> [Description of the task] Copy out each line of the data below in which "suit" appears.

> [Material to process]
:::::
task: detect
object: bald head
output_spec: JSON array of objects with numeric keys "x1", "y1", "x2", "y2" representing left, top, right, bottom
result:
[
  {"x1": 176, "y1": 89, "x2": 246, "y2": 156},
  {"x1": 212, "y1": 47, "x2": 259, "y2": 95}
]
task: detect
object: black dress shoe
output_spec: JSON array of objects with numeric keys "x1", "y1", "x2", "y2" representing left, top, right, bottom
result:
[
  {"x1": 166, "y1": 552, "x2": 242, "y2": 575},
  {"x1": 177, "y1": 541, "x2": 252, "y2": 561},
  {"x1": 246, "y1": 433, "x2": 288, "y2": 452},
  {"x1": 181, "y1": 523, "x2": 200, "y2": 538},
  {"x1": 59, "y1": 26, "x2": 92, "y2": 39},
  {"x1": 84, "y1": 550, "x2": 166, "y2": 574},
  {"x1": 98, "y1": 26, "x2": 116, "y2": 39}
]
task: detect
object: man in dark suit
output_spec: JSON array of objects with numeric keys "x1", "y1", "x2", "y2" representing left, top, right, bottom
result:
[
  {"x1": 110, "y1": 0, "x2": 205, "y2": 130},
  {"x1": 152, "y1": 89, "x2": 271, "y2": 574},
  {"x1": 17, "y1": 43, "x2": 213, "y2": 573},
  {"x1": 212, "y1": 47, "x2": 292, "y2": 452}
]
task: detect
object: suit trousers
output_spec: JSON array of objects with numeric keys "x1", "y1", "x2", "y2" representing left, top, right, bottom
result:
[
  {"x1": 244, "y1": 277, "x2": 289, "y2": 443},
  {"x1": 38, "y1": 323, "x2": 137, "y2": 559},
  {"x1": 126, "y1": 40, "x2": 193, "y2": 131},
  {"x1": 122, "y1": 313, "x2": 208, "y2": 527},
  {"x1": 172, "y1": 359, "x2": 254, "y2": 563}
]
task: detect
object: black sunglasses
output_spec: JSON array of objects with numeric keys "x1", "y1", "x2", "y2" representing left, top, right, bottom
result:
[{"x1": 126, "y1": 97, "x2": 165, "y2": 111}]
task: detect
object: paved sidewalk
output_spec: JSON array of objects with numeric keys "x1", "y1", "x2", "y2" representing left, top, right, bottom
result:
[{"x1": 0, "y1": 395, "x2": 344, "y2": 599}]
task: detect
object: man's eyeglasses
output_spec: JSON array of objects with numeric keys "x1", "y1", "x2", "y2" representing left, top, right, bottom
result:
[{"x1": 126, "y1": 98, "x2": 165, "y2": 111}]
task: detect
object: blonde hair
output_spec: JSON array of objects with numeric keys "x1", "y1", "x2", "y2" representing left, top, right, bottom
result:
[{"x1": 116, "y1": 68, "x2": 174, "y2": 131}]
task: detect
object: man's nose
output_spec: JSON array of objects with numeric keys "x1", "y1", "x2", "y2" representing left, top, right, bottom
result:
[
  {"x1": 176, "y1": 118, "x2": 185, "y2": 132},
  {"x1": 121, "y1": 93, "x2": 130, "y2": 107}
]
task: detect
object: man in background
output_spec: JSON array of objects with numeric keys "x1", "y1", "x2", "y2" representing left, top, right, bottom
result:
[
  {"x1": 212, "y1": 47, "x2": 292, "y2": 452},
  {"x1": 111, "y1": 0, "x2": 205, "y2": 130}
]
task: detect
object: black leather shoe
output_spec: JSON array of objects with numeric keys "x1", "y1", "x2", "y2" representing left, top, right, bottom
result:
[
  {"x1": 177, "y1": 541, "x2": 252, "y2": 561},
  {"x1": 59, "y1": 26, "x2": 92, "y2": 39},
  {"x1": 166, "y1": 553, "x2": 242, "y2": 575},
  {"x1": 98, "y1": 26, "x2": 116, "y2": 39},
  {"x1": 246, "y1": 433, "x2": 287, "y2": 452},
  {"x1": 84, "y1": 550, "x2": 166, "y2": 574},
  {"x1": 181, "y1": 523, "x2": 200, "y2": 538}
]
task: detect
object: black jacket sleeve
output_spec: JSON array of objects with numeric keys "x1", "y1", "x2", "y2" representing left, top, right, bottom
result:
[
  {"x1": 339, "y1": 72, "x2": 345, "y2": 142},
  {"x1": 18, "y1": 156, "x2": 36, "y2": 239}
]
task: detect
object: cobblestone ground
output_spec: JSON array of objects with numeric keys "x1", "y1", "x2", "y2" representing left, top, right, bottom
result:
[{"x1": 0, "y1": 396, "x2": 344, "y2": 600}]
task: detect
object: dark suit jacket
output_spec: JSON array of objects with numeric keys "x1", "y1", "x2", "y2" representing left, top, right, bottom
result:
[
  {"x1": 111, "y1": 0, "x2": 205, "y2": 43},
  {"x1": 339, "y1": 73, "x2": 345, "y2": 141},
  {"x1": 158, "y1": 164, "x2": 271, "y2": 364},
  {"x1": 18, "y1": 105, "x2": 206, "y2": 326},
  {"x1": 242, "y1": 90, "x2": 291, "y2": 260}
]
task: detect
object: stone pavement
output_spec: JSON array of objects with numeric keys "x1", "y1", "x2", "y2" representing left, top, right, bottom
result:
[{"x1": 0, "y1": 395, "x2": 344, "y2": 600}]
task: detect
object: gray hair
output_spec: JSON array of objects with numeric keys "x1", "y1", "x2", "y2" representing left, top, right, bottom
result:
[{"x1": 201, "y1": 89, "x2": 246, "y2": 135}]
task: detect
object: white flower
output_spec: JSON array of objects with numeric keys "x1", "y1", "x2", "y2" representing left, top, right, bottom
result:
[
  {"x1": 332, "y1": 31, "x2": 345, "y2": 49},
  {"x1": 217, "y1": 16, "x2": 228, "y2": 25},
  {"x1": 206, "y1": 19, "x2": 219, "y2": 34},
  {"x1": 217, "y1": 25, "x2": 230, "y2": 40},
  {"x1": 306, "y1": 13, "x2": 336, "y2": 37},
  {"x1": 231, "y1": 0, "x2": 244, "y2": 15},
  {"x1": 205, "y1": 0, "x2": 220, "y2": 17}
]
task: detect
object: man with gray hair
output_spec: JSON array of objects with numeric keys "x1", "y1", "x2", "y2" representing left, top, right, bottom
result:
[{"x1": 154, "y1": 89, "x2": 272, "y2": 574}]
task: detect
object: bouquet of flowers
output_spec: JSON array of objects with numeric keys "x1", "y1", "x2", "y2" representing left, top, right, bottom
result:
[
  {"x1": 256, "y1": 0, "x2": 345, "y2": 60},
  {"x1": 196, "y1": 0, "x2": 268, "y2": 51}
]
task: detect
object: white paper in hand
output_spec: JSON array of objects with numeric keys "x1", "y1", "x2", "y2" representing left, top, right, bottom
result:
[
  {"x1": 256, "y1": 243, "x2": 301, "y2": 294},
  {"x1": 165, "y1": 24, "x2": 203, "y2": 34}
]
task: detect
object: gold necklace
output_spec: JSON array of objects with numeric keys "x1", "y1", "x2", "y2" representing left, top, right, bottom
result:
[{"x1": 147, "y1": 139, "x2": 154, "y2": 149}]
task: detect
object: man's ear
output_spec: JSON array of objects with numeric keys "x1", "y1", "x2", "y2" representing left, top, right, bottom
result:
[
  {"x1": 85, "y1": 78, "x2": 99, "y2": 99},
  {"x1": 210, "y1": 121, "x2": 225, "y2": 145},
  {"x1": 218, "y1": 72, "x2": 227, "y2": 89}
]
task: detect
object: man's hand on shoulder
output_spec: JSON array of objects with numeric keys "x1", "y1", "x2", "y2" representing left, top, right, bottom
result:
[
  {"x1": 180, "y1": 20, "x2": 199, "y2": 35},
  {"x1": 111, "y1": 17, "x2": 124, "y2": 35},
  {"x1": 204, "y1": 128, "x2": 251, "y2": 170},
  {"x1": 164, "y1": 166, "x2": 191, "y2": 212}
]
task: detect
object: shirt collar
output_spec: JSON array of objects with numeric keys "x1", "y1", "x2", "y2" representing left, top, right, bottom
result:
:::::
> [Output for this task]
object: man in dark suit
object: suit trousers
object: dark suit jacket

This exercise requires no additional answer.